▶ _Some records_
"""
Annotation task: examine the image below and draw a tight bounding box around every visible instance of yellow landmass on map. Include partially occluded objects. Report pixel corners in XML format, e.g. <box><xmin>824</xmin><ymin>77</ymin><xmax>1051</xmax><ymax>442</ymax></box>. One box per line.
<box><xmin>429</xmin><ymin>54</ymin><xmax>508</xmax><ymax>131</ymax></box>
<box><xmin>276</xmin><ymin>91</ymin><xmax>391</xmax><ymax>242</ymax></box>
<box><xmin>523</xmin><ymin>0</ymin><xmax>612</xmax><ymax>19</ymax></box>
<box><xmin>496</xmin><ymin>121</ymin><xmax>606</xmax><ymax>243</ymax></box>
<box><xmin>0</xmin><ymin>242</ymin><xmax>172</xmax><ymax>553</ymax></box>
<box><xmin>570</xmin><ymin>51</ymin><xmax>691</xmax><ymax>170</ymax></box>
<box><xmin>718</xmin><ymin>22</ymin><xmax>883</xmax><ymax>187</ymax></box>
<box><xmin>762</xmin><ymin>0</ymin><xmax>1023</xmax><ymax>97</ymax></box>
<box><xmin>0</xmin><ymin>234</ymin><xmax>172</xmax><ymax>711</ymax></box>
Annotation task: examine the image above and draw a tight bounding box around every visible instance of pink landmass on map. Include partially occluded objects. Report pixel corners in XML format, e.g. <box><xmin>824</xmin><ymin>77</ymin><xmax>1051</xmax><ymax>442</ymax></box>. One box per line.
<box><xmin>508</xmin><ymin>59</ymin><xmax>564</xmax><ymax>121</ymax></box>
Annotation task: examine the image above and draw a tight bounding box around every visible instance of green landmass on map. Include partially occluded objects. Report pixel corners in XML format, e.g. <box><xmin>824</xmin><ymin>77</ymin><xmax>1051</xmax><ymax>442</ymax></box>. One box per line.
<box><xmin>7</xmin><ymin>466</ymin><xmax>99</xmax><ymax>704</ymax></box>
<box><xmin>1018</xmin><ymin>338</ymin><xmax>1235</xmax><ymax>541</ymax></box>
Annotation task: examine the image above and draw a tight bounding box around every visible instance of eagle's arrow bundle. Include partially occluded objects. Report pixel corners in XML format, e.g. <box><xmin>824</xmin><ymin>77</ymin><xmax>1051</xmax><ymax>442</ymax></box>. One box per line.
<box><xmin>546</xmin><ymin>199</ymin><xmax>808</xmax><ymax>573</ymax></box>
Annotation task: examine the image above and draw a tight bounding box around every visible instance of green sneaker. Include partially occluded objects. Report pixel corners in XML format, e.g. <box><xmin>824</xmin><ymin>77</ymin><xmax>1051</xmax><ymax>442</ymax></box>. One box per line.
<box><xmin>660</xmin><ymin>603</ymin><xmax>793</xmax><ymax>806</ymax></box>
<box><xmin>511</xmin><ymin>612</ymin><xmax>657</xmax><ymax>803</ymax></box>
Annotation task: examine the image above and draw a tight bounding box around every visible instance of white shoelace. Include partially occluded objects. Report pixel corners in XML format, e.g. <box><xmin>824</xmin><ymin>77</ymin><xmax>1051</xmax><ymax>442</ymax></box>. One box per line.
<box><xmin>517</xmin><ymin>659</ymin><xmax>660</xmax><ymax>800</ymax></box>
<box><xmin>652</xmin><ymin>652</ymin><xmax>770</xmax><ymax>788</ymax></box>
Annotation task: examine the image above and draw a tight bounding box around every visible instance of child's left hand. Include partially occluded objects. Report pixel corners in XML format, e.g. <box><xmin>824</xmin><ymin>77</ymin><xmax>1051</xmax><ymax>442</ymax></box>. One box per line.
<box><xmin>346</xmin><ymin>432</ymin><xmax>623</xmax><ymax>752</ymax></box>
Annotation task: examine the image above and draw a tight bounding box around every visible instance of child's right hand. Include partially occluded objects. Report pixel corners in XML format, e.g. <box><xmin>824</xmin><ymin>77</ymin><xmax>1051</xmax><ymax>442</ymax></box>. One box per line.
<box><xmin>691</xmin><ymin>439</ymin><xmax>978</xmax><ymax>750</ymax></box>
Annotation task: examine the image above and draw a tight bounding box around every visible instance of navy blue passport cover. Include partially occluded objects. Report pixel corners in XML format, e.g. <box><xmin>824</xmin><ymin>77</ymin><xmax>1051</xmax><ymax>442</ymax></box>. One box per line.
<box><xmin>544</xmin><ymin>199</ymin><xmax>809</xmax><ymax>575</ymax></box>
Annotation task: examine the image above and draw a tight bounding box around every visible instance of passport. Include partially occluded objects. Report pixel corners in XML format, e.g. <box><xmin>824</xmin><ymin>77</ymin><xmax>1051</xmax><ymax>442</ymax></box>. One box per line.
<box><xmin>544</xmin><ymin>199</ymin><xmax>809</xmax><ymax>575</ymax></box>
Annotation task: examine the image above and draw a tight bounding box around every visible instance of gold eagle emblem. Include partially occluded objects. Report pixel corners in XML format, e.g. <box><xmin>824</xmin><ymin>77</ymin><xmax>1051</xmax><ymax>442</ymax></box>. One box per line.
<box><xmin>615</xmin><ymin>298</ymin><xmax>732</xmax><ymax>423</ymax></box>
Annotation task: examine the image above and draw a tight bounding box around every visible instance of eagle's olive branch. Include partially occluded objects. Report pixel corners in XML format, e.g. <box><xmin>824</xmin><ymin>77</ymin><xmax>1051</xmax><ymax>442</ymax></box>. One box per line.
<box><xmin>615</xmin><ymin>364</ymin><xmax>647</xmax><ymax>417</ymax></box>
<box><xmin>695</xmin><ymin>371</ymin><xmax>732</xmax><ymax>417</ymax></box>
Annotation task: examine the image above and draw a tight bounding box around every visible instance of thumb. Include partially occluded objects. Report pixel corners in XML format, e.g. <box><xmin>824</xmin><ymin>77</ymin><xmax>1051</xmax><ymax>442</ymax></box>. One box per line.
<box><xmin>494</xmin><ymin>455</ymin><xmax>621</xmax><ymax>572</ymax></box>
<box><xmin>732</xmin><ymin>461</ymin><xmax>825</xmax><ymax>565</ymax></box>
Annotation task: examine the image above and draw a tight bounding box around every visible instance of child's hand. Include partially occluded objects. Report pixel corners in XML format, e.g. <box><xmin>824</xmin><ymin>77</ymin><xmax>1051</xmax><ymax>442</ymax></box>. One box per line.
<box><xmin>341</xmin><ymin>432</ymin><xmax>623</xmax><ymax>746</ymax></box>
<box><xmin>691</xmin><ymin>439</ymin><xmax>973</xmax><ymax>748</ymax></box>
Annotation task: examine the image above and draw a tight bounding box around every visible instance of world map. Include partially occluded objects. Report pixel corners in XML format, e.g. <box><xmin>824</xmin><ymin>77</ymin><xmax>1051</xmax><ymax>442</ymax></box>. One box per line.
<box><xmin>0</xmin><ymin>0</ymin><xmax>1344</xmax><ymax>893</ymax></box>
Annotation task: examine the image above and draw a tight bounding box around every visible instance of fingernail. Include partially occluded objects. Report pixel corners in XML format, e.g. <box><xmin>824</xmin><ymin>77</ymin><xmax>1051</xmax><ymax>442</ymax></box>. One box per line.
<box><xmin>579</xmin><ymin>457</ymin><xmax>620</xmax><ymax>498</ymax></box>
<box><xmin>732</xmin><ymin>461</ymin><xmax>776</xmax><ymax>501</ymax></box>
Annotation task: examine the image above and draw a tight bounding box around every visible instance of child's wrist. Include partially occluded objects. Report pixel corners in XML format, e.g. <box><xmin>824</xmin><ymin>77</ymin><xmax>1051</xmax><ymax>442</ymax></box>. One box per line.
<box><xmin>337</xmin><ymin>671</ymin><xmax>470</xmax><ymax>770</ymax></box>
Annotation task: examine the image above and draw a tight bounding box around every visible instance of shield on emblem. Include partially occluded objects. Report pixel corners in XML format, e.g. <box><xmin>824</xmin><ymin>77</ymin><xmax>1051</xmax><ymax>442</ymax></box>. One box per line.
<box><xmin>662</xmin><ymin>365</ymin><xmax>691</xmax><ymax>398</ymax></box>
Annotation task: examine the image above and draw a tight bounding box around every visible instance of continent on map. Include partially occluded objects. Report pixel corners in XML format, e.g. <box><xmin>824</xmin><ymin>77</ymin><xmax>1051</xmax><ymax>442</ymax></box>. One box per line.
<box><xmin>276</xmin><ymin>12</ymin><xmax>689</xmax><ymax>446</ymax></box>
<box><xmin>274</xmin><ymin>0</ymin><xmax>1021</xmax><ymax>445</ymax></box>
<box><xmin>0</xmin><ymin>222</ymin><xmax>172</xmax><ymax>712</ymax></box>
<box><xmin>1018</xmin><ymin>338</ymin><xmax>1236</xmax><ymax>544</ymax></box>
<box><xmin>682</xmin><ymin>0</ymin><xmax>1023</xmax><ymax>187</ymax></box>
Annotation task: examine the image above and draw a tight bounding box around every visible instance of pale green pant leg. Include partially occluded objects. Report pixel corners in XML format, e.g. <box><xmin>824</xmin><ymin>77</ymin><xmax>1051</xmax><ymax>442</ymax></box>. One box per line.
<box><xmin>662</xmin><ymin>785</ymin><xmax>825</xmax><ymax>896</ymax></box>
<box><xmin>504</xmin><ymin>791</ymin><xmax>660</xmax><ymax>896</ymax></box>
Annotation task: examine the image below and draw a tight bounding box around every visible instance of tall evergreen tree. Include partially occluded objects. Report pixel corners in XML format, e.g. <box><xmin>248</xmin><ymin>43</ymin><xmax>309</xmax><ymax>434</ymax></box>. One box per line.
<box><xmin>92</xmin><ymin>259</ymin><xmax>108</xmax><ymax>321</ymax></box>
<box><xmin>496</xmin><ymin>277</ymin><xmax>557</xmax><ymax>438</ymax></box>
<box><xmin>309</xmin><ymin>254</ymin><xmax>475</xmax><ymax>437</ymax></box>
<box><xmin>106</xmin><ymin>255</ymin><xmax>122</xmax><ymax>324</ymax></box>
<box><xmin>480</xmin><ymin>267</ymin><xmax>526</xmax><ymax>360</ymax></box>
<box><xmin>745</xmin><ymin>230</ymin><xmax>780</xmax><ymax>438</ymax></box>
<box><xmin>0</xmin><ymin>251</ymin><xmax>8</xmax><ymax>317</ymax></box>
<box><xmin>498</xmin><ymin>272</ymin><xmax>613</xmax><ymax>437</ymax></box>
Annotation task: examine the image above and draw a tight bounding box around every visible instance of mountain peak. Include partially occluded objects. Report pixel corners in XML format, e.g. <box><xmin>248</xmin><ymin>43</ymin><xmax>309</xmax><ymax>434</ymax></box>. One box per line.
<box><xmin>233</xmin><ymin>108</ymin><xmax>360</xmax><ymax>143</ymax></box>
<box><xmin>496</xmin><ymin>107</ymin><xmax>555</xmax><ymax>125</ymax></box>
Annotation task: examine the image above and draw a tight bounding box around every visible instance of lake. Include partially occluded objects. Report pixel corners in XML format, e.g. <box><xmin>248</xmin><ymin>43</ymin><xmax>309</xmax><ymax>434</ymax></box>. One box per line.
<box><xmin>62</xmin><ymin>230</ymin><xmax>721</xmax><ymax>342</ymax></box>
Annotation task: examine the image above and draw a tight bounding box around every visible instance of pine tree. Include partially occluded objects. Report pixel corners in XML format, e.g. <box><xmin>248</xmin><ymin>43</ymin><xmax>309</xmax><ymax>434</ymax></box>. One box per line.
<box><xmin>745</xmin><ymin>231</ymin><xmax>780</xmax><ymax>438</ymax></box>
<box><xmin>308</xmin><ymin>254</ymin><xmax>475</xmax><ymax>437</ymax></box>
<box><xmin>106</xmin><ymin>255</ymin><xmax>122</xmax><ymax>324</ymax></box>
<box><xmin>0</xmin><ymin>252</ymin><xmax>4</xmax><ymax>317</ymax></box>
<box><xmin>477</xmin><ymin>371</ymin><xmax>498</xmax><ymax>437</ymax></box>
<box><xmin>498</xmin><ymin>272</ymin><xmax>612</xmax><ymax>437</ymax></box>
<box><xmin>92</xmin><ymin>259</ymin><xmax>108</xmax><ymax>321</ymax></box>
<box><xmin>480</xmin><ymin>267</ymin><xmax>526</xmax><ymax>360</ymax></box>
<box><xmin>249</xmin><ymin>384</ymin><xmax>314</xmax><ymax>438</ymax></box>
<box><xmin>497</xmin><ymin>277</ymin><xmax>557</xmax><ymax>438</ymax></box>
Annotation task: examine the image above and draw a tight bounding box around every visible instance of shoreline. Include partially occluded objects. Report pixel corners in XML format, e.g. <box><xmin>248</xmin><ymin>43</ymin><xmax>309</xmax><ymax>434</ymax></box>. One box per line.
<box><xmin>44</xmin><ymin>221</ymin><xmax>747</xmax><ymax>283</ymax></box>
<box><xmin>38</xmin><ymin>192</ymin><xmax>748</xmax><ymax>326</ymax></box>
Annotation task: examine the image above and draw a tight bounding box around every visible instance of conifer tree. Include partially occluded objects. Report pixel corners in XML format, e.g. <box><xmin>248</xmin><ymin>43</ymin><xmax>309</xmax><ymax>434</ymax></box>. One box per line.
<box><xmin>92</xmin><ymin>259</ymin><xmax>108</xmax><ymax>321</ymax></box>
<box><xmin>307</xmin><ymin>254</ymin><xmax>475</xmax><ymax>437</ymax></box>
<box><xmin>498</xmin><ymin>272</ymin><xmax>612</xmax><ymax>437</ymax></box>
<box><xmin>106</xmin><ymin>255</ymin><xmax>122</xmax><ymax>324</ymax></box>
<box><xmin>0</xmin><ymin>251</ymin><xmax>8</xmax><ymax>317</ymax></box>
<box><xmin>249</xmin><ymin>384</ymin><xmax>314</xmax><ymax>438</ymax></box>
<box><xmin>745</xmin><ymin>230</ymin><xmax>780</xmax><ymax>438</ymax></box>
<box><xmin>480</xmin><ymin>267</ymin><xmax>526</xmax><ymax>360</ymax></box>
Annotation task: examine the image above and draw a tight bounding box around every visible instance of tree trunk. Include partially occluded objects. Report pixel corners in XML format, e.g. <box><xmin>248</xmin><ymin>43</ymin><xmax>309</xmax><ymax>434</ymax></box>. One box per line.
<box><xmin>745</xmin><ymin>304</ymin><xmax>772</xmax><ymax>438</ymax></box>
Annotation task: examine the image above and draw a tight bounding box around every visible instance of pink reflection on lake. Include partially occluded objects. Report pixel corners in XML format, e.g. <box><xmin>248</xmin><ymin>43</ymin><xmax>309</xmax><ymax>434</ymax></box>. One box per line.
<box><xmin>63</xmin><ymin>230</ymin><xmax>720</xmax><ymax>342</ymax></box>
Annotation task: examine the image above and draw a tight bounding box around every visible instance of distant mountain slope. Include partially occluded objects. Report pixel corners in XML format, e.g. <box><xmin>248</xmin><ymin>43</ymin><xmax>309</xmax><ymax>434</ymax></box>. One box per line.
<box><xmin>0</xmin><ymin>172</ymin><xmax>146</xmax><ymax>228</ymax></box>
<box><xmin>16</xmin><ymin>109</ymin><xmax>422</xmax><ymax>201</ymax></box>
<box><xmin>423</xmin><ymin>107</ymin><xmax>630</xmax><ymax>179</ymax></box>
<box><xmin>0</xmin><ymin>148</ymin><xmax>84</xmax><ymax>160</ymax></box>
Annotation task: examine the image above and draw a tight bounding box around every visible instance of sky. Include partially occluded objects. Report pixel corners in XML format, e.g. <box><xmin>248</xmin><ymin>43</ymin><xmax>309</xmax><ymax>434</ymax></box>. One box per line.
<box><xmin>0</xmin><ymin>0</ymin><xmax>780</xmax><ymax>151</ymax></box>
"""
▶ _Description of the task_
Begin with the line containing "instance of sky." and repeat each line exactly until the records above end.

▶ _Response to this task_
Annotation task: examine the image above and draw a tight bounding box around every visible instance of sky. Include partially occluded objects. Report pixel corners in XML format, e.g. <box><xmin>248</xmin><ymin>43</ymin><xmax>309</xmax><ymax>434</ymax></box>. One box per line.
<box><xmin>0</xmin><ymin>0</ymin><xmax>780</xmax><ymax>151</ymax></box>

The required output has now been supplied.